* _Requirement 1_: In the article on B.C.'s plan to ease COVID-19 restrictions, switch "vaccine" to "treatment" and give the passage again, starting with "That could mean" and going on through "for Disease Control)".
* _Requirement 2_: Summarize the article on B.C.'s plan to ease COVID-19 restrictions in two sentences.

* _Passage shown_:
- - - - - - -

B.C. preparing to ease some COVID-19 restrictions next month

British Columbia is beginning to develop new COVID-19 projections that could allow them to ease some restrictions next month if active cases and hospitalizations if rates continue to fall.

Provincial health officer Bonnie Henry made the announcement Friday morning, after the release of detailed statistical information showing B.C. has so far succeeded in flattening the curve of cases and avoided overwhelming the health care system.

That could mean the resumption of elective surgeries within a few weeks, as well as some changes that would help sectors of the economy be re-activated.

However, she cautioned that significant restrictions would still be in place for some time — likely until a vaccine has been developed for the virus — and that B.C.’s continued success in avoiding a large outbreak would continue to rely on public health measures rather than developing herd immunity.

A model released by the B.C. government of how critical care cases for COVID-19 could develop over the coming months based on the level of restrictions in place. (BC Centre for Disease Control)

- - - - - - -

* _Data to examine_:

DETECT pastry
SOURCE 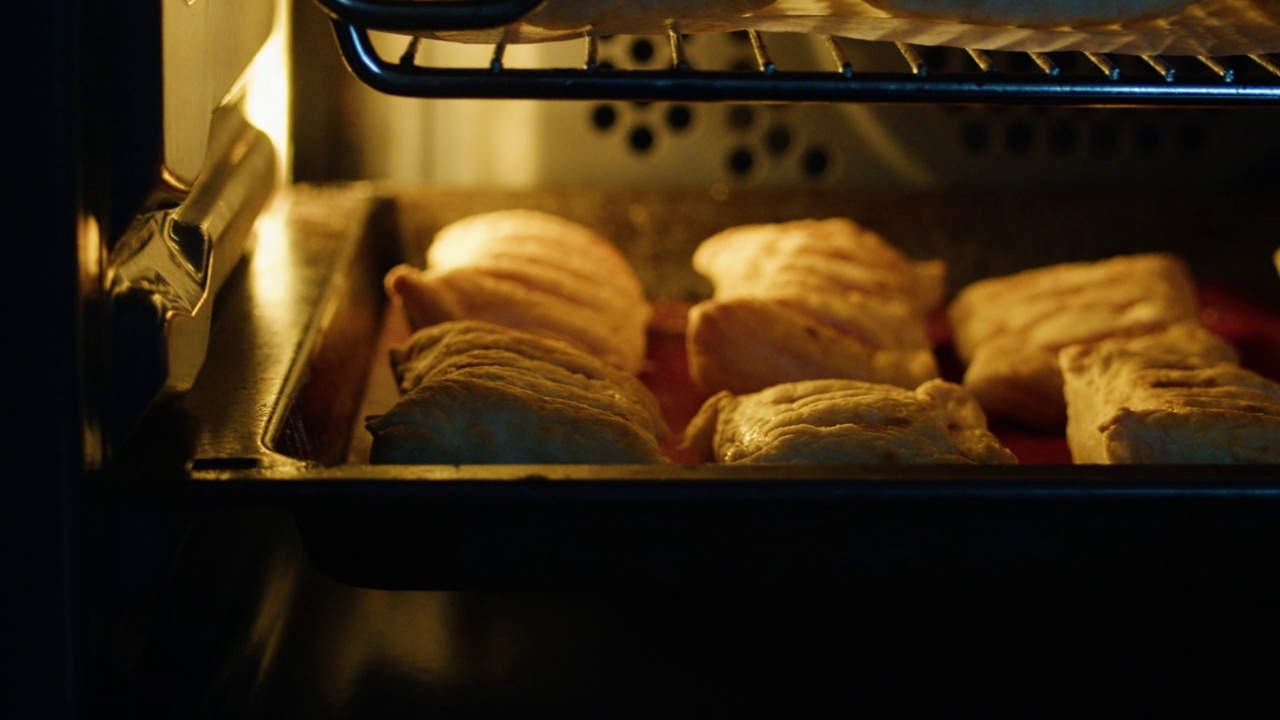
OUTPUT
[385,210,653,373]
[947,252,1199,430]
[366,320,667,465]
[685,379,1018,464]
[687,218,946,395]
[1060,327,1280,464]
[867,0,1193,27]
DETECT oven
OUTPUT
[10,0,1280,717]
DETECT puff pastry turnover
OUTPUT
[366,320,667,464]
[947,252,1199,430]
[686,218,946,393]
[384,210,653,373]
[1060,327,1280,464]
[685,379,1018,464]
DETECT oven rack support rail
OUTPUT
[317,0,1280,106]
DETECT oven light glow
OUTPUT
[244,0,293,184]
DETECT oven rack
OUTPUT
[317,0,1280,106]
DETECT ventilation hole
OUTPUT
[1178,123,1204,155]
[764,126,791,155]
[1089,124,1120,155]
[1048,122,1080,155]
[627,126,653,152]
[728,105,755,131]
[591,105,618,131]
[1133,123,1160,155]
[1005,120,1036,155]
[728,147,755,177]
[960,122,991,152]
[800,147,831,178]
[631,37,653,65]
[667,105,694,131]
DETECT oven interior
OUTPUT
[72,0,1280,716]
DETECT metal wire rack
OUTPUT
[317,0,1280,106]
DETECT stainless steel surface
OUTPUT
[160,0,276,192]
[325,20,1280,106]
[106,106,280,430]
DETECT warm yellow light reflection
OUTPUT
[244,0,293,184]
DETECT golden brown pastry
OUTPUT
[385,210,653,373]
[867,0,1192,27]
[366,320,667,465]
[1060,327,1280,464]
[947,252,1199,430]
[687,218,946,393]
[685,379,1018,464]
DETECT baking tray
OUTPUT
[127,183,1280,589]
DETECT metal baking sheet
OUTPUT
[120,183,1280,589]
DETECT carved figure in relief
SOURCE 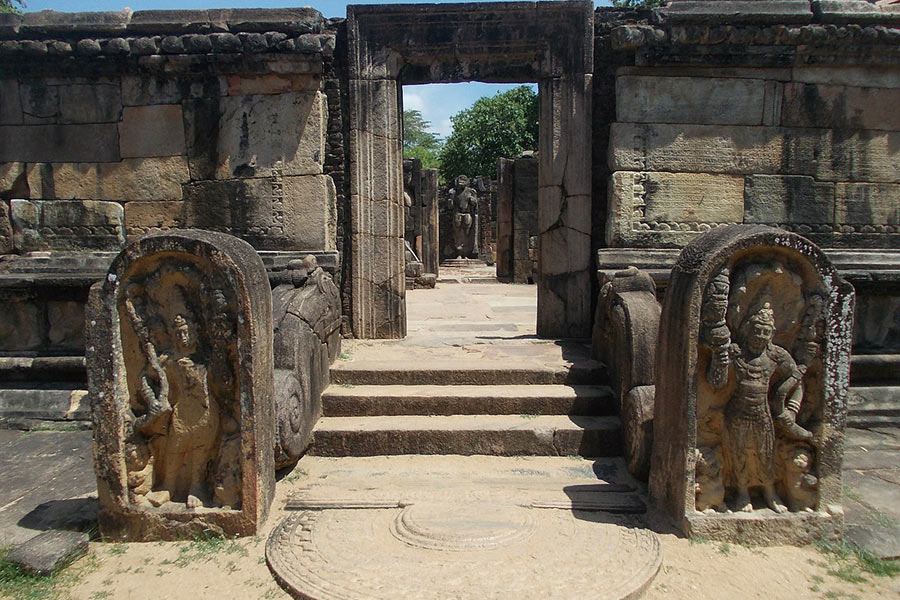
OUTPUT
[449,175,478,257]
[694,447,725,512]
[784,445,819,512]
[708,301,812,512]
[124,285,227,508]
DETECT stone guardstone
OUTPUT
[86,231,275,541]
[650,225,854,544]
[266,499,662,600]
[272,254,341,469]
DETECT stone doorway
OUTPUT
[347,2,593,338]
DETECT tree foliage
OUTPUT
[403,110,441,169]
[0,0,25,13]
[439,85,538,181]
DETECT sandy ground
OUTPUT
[8,459,900,600]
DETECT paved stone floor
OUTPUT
[0,282,900,599]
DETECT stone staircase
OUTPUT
[310,342,621,457]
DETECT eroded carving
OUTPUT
[447,175,478,258]
[91,231,275,541]
[119,259,241,508]
[695,260,824,513]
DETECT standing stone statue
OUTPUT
[87,231,274,541]
[447,175,478,258]
[650,225,853,543]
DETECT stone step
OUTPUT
[847,386,900,427]
[310,415,621,457]
[322,384,615,417]
[331,355,606,385]
[0,382,91,429]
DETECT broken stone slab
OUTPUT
[616,75,766,125]
[6,530,88,575]
[86,231,275,541]
[650,225,854,544]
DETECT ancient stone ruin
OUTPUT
[0,0,900,576]
[650,226,853,543]
[86,231,275,541]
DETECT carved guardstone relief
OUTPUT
[651,226,853,543]
[88,232,274,541]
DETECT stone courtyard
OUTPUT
[0,278,900,599]
[0,0,900,600]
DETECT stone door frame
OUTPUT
[347,2,594,338]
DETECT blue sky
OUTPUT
[25,0,610,138]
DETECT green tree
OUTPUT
[403,110,441,169]
[440,85,538,181]
[0,0,25,13]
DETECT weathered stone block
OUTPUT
[0,79,23,125]
[0,123,119,162]
[119,104,185,158]
[86,231,275,541]
[282,175,337,250]
[616,76,766,125]
[10,200,125,252]
[0,198,13,254]
[47,300,84,351]
[790,66,900,88]
[6,529,88,575]
[609,123,900,183]
[59,81,122,124]
[744,175,834,224]
[226,73,321,96]
[607,172,744,245]
[781,82,900,131]
[18,80,59,125]
[650,225,854,544]
[834,183,900,226]
[125,201,184,238]
[28,156,190,202]
[122,74,225,106]
[0,298,44,352]
[216,92,327,179]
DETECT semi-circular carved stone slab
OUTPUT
[266,503,662,600]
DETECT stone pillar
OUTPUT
[419,169,441,275]
[650,225,854,544]
[537,73,592,338]
[349,75,406,338]
[513,153,538,283]
[86,231,275,541]
[497,158,516,282]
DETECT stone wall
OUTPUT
[0,9,337,253]
[605,1,900,248]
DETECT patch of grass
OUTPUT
[172,531,247,567]
[818,540,900,583]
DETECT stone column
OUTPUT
[419,169,441,275]
[497,158,516,281]
[350,78,406,338]
[537,74,592,338]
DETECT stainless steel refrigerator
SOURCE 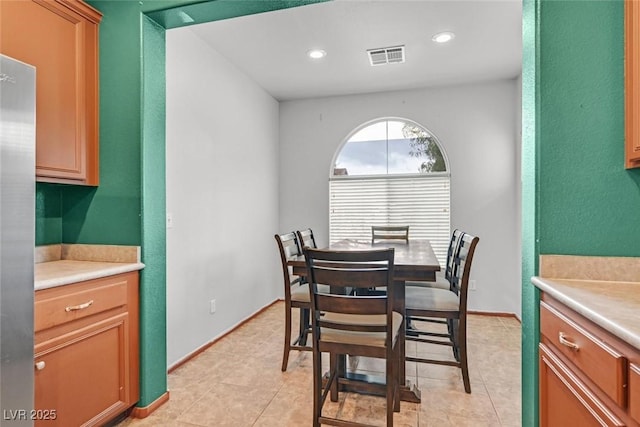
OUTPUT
[0,55,36,427]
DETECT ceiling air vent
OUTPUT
[367,46,404,65]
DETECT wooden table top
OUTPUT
[289,240,440,281]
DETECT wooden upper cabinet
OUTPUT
[0,0,102,185]
[624,0,640,169]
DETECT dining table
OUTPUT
[288,239,440,403]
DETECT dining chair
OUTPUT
[304,247,404,427]
[405,229,464,289]
[296,228,318,248]
[275,231,328,372]
[405,233,480,393]
[371,225,409,243]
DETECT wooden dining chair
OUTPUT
[296,228,318,248]
[304,247,404,427]
[405,233,480,393]
[371,225,409,243]
[275,231,329,372]
[405,229,464,289]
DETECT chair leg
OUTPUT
[313,346,322,427]
[329,353,346,402]
[386,350,398,427]
[458,318,471,393]
[393,345,404,412]
[282,304,291,372]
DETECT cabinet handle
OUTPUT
[558,332,580,351]
[64,300,93,312]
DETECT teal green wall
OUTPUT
[521,0,540,427]
[522,0,640,426]
[36,182,62,245]
[539,1,640,256]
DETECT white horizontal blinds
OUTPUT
[329,174,451,267]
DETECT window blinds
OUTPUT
[329,174,451,267]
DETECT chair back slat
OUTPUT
[296,228,318,248]
[444,229,465,280]
[274,231,302,299]
[314,264,389,288]
[450,233,480,302]
[371,225,409,243]
[316,293,387,314]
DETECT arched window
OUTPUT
[329,118,450,263]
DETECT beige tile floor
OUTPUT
[119,303,521,427]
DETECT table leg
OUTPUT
[393,280,407,386]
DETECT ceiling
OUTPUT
[188,0,522,101]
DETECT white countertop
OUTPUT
[531,277,640,349]
[34,260,144,291]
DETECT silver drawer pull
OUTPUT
[64,300,93,312]
[558,332,580,351]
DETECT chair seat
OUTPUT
[320,311,403,347]
[405,286,460,311]
[405,271,451,290]
[291,283,331,302]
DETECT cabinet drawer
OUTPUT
[539,344,626,427]
[540,302,627,408]
[629,363,640,423]
[34,275,127,332]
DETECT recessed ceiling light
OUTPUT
[431,31,456,43]
[307,49,327,59]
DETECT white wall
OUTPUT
[279,80,521,316]
[166,28,282,366]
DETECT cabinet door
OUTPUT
[540,344,625,427]
[629,363,640,423]
[0,0,100,185]
[35,313,132,427]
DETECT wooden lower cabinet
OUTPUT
[539,293,640,427]
[540,344,625,427]
[35,272,139,427]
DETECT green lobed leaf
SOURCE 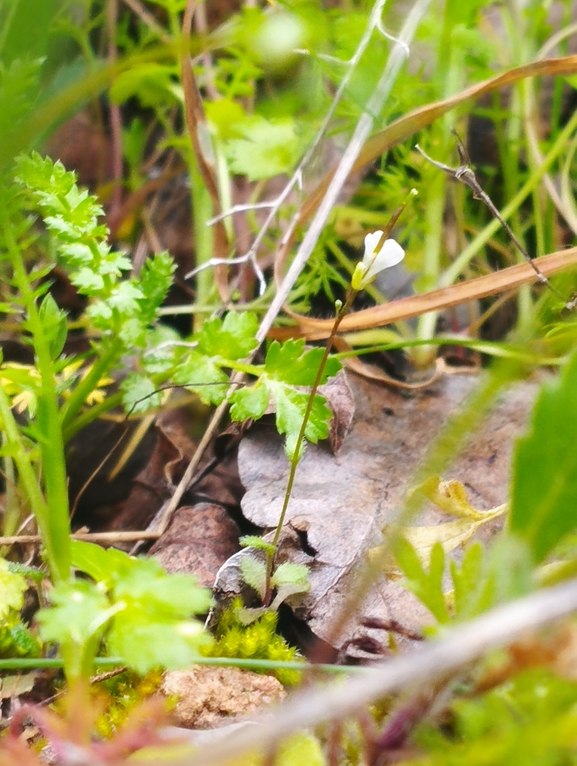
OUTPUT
[138,252,176,324]
[263,379,332,457]
[174,351,228,404]
[509,353,577,562]
[265,338,341,386]
[228,381,270,422]
[271,561,310,586]
[38,293,68,360]
[195,311,258,359]
[0,559,26,620]
[393,537,450,623]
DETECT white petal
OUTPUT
[363,240,405,281]
[363,231,383,266]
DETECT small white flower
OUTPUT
[351,231,405,290]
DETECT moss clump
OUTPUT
[202,599,302,686]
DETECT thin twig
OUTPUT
[257,0,430,343]
[195,0,410,296]
[160,0,430,531]
[415,131,569,307]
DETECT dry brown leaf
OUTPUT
[239,376,536,646]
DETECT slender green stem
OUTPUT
[61,340,123,435]
[263,290,358,606]
[0,386,51,559]
[0,210,70,582]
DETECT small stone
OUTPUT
[161,666,286,729]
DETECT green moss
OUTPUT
[203,599,301,686]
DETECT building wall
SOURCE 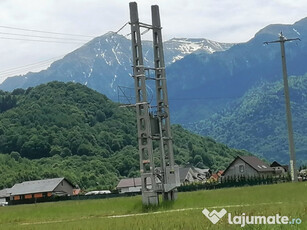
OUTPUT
[119,186,142,193]
[224,159,259,177]
[53,180,74,196]
[273,166,286,175]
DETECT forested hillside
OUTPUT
[189,74,307,163]
[0,82,247,189]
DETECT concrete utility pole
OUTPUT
[129,2,180,205]
[264,32,300,182]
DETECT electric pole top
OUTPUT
[264,32,300,182]
[129,2,180,205]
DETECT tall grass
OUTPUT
[0,183,307,230]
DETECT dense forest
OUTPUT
[0,82,248,190]
[189,74,307,164]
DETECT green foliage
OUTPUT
[189,74,307,164]
[0,82,250,189]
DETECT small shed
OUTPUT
[116,177,151,193]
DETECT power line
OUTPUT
[0,37,84,44]
[0,32,87,41]
[0,54,65,74]
[0,26,95,38]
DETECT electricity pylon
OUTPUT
[129,2,180,205]
[264,32,300,182]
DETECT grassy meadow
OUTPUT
[0,183,307,230]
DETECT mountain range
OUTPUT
[0,82,249,189]
[0,18,307,162]
[0,32,233,100]
[186,74,307,165]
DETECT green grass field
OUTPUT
[0,183,307,230]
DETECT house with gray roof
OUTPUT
[116,177,161,193]
[0,188,10,204]
[223,156,274,177]
[10,177,74,200]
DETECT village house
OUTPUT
[116,177,161,193]
[9,178,74,200]
[116,167,211,193]
[270,161,288,175]
[223,156,275,178]
[0,188,10,206]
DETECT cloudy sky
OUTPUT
[0,0,307,82]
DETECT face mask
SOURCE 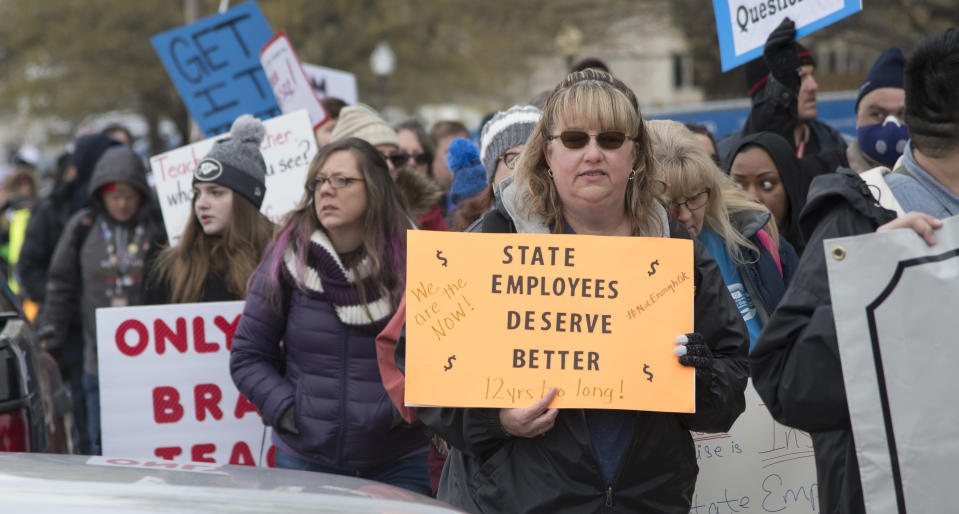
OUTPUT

- - - - - - -

* _Expected output 1_:
That could mean the resumption of elective surgeries within a few weeks, as well as some changes that would help sectors of the economy be re-activated.

However, she cautioned that significant restrictions would still be in place for some time — likely until a treatment has been developed for the virus — and that B.C.’s continued success in avoiding a large outbreak would continue to rely on public health measures rather than developing herd immunity.

A model released by the B.C. government of how critical care cases for COVID-19 could develop over the coming months based on the level of restrictions in place. (BC Centre for Disease Control)

* _Expected output 2_: British Columbia is developing new COVID-19 projections that could let it ease some restrictions next month if active cases and hospitalizations keep falling, which could mean resuming elective surgeries within a few weeks. Provincial health officer Bonnie Henry cautioned that significant restrictions would likely stay in place until a vaccine is developed and that continued success would rely on public health measures rather than herd immunity.